Requirement
For the entries below, work out how many lines include the string "face", then write only that number.

Segment Open

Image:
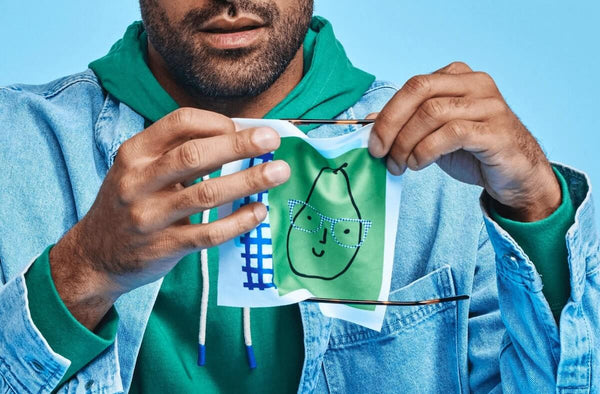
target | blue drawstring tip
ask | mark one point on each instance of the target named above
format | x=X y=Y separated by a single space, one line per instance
x=201 y=355
x=250 y=354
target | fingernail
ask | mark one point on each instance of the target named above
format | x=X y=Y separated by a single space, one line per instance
x=393 y=167
x=266 y=138
x=412 y=162
x=277 y=171
x=260 y=212
x=375 y=145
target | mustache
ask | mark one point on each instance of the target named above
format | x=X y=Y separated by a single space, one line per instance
x=195 y=18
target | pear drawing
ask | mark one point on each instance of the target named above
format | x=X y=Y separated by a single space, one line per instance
x=326 y=229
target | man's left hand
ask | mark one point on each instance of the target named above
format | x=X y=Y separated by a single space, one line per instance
x=458 y=119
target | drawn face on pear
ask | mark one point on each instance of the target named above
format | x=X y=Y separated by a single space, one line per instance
x=320 y=245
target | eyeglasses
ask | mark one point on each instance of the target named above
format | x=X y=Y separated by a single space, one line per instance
x=344 y=231
x=388 y=303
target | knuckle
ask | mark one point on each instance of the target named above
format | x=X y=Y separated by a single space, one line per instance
x=208 y=194
x=459 y=102
x=138 y=219
x=456 y=128
x=486 y=79
x=499 y=106
x=418 y=85
x=257 y=180
x=432 y=109
x=190 y=155
x=124 y=190
x=183 y=201
x=214 y=236
x=421 y=153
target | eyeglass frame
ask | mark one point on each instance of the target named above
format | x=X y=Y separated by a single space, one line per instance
x=365 y=223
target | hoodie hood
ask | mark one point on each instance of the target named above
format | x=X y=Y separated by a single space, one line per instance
x=329 y=86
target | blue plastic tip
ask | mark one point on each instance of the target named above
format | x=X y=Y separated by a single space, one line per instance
x=251 y=359
x=201 y=355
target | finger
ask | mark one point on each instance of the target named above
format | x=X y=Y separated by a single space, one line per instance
x=163 y=209
x=174 y=129
x=199 y=157
x=463 y=134
x=418 y=89
x=200 y=236
x=454 y=68
x=434 y=113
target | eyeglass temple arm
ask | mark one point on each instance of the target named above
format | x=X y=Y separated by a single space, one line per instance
x=388 y=303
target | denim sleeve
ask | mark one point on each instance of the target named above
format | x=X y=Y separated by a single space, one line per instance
x=534 y=355
x=27 y=363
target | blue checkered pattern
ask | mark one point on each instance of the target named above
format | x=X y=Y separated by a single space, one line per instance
x=257 y=246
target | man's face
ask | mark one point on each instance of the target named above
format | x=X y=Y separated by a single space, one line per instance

Segment Closed

Answer box
2